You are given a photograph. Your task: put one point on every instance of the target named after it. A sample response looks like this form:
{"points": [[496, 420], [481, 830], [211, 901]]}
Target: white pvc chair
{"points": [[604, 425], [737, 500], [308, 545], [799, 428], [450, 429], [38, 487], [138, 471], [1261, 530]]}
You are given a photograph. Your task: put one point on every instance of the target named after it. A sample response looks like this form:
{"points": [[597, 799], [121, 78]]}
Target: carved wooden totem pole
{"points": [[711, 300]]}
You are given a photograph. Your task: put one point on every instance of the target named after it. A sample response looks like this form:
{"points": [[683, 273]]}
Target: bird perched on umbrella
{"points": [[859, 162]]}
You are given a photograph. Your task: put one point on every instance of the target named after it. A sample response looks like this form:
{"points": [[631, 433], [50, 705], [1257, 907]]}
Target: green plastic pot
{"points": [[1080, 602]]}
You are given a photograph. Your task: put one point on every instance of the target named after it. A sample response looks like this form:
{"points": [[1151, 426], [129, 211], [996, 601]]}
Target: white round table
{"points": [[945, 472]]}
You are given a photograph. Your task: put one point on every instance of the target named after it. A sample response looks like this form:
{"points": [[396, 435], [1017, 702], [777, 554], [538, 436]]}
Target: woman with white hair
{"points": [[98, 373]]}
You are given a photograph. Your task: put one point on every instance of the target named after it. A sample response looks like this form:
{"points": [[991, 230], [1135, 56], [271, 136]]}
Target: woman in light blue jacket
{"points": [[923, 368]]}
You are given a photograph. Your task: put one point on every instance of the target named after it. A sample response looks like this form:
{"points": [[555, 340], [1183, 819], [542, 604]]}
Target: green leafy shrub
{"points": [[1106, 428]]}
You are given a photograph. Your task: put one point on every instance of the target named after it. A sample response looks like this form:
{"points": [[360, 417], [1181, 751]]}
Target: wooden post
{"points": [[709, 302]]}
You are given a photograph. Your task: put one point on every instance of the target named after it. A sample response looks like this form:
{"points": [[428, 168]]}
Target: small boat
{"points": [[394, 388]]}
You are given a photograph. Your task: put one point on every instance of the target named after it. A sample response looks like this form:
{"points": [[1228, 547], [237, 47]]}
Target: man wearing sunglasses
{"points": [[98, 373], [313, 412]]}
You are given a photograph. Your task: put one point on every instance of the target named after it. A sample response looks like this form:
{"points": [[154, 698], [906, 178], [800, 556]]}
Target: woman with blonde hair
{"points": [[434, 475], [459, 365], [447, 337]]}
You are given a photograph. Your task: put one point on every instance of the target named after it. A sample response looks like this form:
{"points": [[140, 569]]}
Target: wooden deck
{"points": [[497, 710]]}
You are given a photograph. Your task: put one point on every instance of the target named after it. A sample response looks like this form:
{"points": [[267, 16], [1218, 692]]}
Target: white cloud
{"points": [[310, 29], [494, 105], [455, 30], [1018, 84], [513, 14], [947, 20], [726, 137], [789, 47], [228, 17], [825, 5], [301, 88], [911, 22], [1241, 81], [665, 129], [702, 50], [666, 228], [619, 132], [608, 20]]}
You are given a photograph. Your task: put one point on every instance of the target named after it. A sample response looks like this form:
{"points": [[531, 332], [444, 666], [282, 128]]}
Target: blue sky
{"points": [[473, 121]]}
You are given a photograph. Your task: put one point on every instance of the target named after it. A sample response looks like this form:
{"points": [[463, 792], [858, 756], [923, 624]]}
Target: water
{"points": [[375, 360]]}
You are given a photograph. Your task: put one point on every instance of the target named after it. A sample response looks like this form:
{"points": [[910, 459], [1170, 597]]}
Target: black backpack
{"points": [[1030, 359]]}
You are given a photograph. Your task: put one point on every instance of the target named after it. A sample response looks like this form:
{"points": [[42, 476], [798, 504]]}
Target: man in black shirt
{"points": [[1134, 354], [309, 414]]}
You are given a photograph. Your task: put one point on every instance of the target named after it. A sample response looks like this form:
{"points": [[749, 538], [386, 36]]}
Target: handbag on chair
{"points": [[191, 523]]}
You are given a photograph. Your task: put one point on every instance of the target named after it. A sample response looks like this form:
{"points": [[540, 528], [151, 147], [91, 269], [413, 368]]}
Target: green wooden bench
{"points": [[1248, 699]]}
______
Short problem. Pull out every line of the data above that contains the string "black", matching case exactly, and list those lines.

Solution for this task.
Target: black backpack
Target: man in black shirt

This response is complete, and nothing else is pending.